- [SOURCE EXTRACT]
○ ○ ○ ○

Lifestyle
One in Eight Men Get Prostate Cancer. The Treatment Just Got Shorter.
By Mike Harper · May 18, 2026
Approximately one in eight American men will be diagnosed with prostate cancer during their lifetime. For most of them, if the cancer is caught early and treated with radiation, the standard protocol has required five separate outpatient sessions of radiotherapy — spread across multiple visits, each requiring travel, preparation, and recovery time.
New research presented Saturday at the annual congress of the European Society for Radiotherapy and Oncology suggests that two sessions may work just as well.
The HERMES study — one of the first randomized controlled trials to directly compare two versus five radiotherapy sessions for prostate cancer — was presented by Dr. Sian Cooper of The Royal Marsden NHS Foundation Trust at ESTRO 2026. The trial used MRI-guided radiotherapy technology, which allows clinicians to precisely target the tumor while protecting surrounding tissue — a capability that makes delivering two larger doses safer than it would have been with earlier equipment.
The findings: two doses produced equivalent cancer control to five doses. Side effects were comparable between the groups. Approximately one in four patients in both treatment arms reported moderate urinary symptoms — more frequent urination, some urgency — but no severe urinary or bowel side effects were observed. Two years after treatment, patients in the two-dose group reported minimal changes in quality of life.
“Experts say the research brings us one step closer to safe and effective radiotherapy in only two outpatient sessions,” the ESTRO press summary stated.

○ ○ ○ ○

- [COLLECTED DATA]
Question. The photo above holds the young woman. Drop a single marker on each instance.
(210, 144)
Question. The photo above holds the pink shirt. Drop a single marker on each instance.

○ ○ ○ ○

- [STUDY QUESTIONS]
1/ Do these statements agree with the prostate cancer article? Answer yes or no for each, quoting the words that decide it. (a) The HERMES study was presented by Dr. Sian Cooper at ESTRO 2026. (b) Severe bowel side effects were observed in the two-dose group. (c) About half of the patients reported moderate urinary symptoms.
2/ Write the next part of the prostate cancer article, picking up after its last sentence.

- [RESPONSES TO THE EXERCISE]
1/
(a) Yes: "was presented by Dr. Sian Cooper of The Royal Marsden NHS Foundation Trust at ESTRO 2026"
(b) No: "no severe urinary or bowel side effects were observed"
(c) No: "Approximately one in four patients in both treatment arms reported moderate urinary symptoms"

2/
The practical implication is significant. Reducing treatment from five sessions to two is not a marginal improvement in convenience. For a working adult managing a prostate cancer diagnosis — dealing with employer leave, transportation, the logistical burden of five separate hospital visits — the difference between two appointments and five is substantial. For men in rural areas where the nearest radiotherapy center requires significant travel, it is even more so. For healthcare systems managing capacity, two-session protocols could meaningfully increase the number of patients treated in a given facility.
The HERMES trial is a randomized study, which gives its findings more weight than observational research. But it is a single trial and the results will need to be replicated in larger populations and longer follow-up periods before two-session protocols become standard of care. The study’s two-year follow-up data is encouraging; prostate cancer’s long natural history means that longer-term data — five and ten years — will ultimately determine whether the two-session approach is equivalent to five sessions in controlling cancer recurrence over decades.
For men currently being treated for prostate cancer or recently diagnosed, the HERMES results are worth discussing with an oncologist. Two-session MRI-guided radiotherapy is not universally available — it requires specific equipment that not all centers have. But for centers that have it, Saturday’s data strengthens the case for offering patients a shorter treatment course without compromising the outcome.